[THE INPUT]

^^^^^^^^^^^^^^^^

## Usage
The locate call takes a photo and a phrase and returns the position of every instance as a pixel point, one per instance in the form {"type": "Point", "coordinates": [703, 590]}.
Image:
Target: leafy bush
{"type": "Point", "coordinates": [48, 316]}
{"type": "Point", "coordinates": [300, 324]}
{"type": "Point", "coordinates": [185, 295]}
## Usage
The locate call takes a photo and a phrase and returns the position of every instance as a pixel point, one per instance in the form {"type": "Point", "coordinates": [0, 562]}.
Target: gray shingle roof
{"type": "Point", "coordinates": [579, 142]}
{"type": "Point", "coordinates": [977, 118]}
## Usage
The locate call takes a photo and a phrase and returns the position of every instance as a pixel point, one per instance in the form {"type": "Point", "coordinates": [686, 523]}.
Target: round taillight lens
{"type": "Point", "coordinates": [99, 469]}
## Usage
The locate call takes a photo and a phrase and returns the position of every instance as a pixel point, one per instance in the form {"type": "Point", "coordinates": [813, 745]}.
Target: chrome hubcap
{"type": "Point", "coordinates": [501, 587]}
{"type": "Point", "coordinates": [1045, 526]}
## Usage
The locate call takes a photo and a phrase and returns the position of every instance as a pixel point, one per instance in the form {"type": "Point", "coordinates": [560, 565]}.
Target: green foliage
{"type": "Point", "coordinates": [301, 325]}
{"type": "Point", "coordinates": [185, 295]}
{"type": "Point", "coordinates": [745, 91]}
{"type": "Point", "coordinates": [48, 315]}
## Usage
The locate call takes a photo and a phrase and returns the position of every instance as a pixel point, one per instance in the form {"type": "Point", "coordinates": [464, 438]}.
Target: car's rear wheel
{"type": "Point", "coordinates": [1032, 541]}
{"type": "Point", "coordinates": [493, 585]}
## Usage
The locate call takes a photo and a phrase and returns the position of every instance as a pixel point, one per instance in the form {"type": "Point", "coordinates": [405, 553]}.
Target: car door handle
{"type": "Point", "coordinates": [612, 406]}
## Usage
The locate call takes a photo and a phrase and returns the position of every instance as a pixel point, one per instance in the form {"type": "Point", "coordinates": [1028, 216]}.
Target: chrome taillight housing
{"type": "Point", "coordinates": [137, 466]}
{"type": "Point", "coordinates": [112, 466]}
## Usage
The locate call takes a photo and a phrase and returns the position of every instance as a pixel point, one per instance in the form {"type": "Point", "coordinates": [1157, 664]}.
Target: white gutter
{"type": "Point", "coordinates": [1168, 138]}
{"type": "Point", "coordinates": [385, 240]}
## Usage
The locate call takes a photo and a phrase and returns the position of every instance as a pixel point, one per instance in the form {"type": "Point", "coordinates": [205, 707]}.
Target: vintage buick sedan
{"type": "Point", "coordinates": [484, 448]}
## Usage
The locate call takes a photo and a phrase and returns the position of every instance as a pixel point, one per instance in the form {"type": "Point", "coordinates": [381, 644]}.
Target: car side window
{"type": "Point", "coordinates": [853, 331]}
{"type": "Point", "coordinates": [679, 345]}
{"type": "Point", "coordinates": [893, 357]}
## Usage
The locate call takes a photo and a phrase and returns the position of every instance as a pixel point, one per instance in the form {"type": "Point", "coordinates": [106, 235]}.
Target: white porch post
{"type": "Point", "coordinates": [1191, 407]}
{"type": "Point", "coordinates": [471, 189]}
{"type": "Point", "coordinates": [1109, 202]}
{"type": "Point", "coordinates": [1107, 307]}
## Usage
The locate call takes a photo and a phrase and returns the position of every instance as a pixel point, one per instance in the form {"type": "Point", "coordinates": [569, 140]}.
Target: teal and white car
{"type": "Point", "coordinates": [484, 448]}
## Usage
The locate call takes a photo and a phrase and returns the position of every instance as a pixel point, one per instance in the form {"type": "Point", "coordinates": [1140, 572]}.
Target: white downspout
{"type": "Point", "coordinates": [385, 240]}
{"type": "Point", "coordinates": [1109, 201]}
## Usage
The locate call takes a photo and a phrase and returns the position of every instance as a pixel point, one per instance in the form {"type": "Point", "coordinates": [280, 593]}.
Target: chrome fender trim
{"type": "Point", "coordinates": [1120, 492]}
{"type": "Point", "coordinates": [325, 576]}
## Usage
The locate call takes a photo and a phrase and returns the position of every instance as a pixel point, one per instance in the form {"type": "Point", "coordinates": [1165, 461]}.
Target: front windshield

^^^^^^^^^^^^^^^^

[PROMPT]
Would you copy the entire listing exactly, missing nothing?

[SOLUTION TO THE EXERCISE]
## Usage
The locate call takes a photo and a phrase and returns the position of every instance as a pixel point, one per instance in the form {"type": "Point", "coordinates": [703, 590]}.
Image:
Target: leafy bush
{"type": "Point", "coordinates": [48, 316]}
{"type": "Point", "coordinates": [300, 324]}
{"type": "Point", "coordinates": [185, 295]}
## Usage
The locate call takes a photo and a phrase and returns the position of every instance as a pixel point, one per instance in the form {"type": "Point", "coordinates": [0, 562]}.
Target: gray shingle roof
{"type": "Point", "coordinates": [579, 142]}
{"type": "Point", "coordinates": [977, 118]}
## Usage
The locate call takes a photo and a phrase and returns the position of every instance as a pixel point, one per instance in the form {"type": "Point", "coordinates": [686, 523]}.
Target: round taillight lens
{"type": "Point", "coordinates": [99, 469]}
## Usage
The locate call takes a photo and a phrase and returns the position of every instance as a pixel point, one per instance in the form {"type": "Point", "coordinates": [813, 745]}.
Target: chrome hubcap
{"type": "Point", "coordinates": [501, 587]}
{"type": "Point", "coordinates": [1045, 526]}
## Usage
The locate call takes a photo and a phrase and returns the position of every instance as a pixel point, one per instance in the form {"type": "Point", "coordinates": [560, 565]}.
Target: green foliage
{"type": "Point", "coordinates": [301, 325]}
{"type": "Point", "coordinates": [185, 295]}
{"type": "Point", "coordinates": [745, 91]}
{"type": "Point", "coordinates": [48, 315]}
## Usage
The locate call takes a photo and a phrase and returns the position of every instance as a pixel point, one per instance in the form {"type": "Point", "coordinates": [464, 438]}.
Target: car's rear wheel
{"type": "Point", "coordinates": [1032, 541]}
{"type": "Point", "coordinates": [493, 585]}
## Usage
The locate call takes a photo and a phrase and returns the position of every instance as a pixel point, one per instance in the form {"type": "Point", "coordinates": [405, 553]}.
Target: car door handle
{"type": "Point", "coordinates": [612, 406]}
## Usage
The locate call takes a photo and a phrase and returns the position of every instance as a pixel point, one per instance in the form {"type": "Point", "coordinates": [1028, 216]}.
Target: chrome taillight housing
{"type": "Point", "coordinates": [137, 466]}
{"type": "Point", "coordinates": [112, 466]}
## Usage
The locate call takes a photo and a phrase and returns the position of every instance as a pixel point, one per instance in the form {"type": "Point", "coordinates": [1157, 664]}.
Target: white gutter
{"type": "Point", "coordinates": [1168, 138]}
{"type": "Point", "coordinates": [385, 240]}
## Usage
The locate call takes a photo and a phrase and returns the position of every instance as a pixel point, one per instance in the form {"type": "Point", "coordinates": [205, 707]}.
Target: vintage buick sedan
{"type": "Point", "coordinates": [484, 448]}
## Usage
The locate call takes a photo and a phrase and returns the position of every instance as a pixel point, one per instance in the form {"type": "Point", "coordinates": [381, 644]}.
Target: car side window
{"type": "Point", "coordinates": [853, 331]}
{"type": "Point", "coordinates": [679, 345]}
{"type": "Point", "coordinates": [893, 357]}
## Usage
The locate call takes a photo and a phrase and returns the position of every instance as a pixel point, one per instance in the form {"type": "Point", "coordinates": [106, 235]}.
Target: white porch post
{"type": "Point", "coordinates": [1191, 407]}
{"type": "Point", "coordinates": [471, 189]}
{"type": "Point", "coordinates": [1109, 202]}
{"type": "Point", "coordinates": [1107, 307]}
## Usage
The locate call takes a photo and a phrase and returns the position of every instance as a pixel point, one per instance in the form {"type": "Point", "coordinates": [569, 140]}.
Target: teal and white car
{"type": "Point", "coordinates": [484, 448]}
## Usage
The locate call takes a photo and a phrase and returns the position of every instance as a pixel point, one per instance in the form {"type": "Point", "coordinates": [1140, 572]}.
Target: white downspout
{"type": "Point", "coordinates": [385, 240]}
{"type": "Point", "coordinates": [1109, 201]}
## Usage
The locate call takes a photo and a phrase and returns the position of every instance as a pixel point, one per instance in the form {"type": "Point", "coordinates": [280, 593]}.
Target: chrome fender trim
{"type": "Point", "coordinates": [1120, 492]}
{"type": "Point", "coordinates": [325, 576]}
## Usage
The locate call takes a photo and a phrase and returns the position of every instance as a pixel point, one per instance in the form {"type": "Point", "coordinates": [1165, 461]}.
Target: front windshield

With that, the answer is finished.